┌──
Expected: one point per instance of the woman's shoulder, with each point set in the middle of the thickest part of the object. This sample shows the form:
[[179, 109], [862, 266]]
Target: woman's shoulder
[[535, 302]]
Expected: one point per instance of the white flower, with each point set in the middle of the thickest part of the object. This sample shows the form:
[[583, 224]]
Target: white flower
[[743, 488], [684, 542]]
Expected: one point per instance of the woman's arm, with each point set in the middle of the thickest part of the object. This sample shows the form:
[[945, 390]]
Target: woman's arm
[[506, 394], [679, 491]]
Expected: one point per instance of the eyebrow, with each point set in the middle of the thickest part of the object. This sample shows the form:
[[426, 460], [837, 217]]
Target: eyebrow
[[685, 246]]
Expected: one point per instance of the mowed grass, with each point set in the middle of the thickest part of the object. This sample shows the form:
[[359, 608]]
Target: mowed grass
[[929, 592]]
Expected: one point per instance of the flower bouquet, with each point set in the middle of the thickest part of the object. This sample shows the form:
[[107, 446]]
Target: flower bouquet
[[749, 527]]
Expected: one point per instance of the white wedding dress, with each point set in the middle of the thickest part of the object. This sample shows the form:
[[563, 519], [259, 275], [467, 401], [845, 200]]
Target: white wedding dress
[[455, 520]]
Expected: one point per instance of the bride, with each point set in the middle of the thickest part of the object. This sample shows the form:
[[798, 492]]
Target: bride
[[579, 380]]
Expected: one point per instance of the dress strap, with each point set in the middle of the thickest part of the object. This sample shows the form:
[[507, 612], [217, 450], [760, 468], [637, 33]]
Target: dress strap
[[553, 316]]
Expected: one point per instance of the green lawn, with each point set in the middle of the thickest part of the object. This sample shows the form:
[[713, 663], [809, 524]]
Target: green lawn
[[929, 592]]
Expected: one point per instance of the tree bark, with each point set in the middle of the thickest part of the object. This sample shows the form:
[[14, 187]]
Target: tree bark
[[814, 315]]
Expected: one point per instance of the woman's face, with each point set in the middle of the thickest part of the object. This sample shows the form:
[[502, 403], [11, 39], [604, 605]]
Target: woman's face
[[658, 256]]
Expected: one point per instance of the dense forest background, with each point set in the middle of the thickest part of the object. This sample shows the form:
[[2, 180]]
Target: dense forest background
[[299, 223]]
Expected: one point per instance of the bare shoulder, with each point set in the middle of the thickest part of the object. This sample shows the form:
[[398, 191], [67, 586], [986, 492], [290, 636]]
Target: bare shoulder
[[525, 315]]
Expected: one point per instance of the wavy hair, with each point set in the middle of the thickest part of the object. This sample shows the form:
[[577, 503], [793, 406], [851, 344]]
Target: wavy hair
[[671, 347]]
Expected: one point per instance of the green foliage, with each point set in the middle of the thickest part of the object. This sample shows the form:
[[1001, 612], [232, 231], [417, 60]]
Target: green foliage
└──
"Expected: one point per instance of the dress" geçen satırdan başlayıp "[[553, 316]]" geçen satırla biten kısmı, "dress strap" yerine "shoulder strap" koyarak yeniden yaz. Başka hiçbir şeyi değiştirme.

Expected: one point per instance of the shoulder strap, with each point set in the middle of the thickest part of the object. This sample shows the form:
[[507, 612], [217, 450], [760, 468], [637, 33]]
Target: shoulder strap
[[553, 316]]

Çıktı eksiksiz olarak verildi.